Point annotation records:
------------------------------------------------------------------------
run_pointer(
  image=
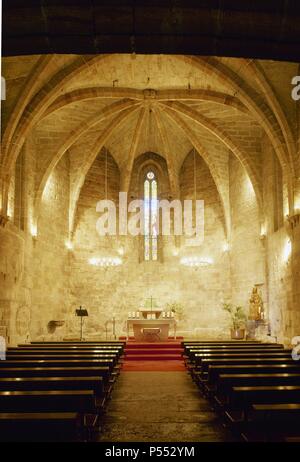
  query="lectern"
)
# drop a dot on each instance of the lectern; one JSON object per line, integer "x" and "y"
{"x": 81, "y": 312}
------------------------------------------------------------------------
_REQUIREMENT_
Recast the lines of the records above as a Markdown table with the columns "No." and "Text", one row per line and no rows for blank lines. Leave the pictures out of the table.

_SOLUTION FOR THIS TASK_
| No. | Text |
|---|---|
| 1 | run_pointer( |
| 2 |   image= |
| 3 |   query="lectern" |
| 4 | ) |
| 5 | # drop a dot on each instance of the lectern; one JSON object per line, integer "x" and "y" |
| 6 | {"x": 81, "y": 312} |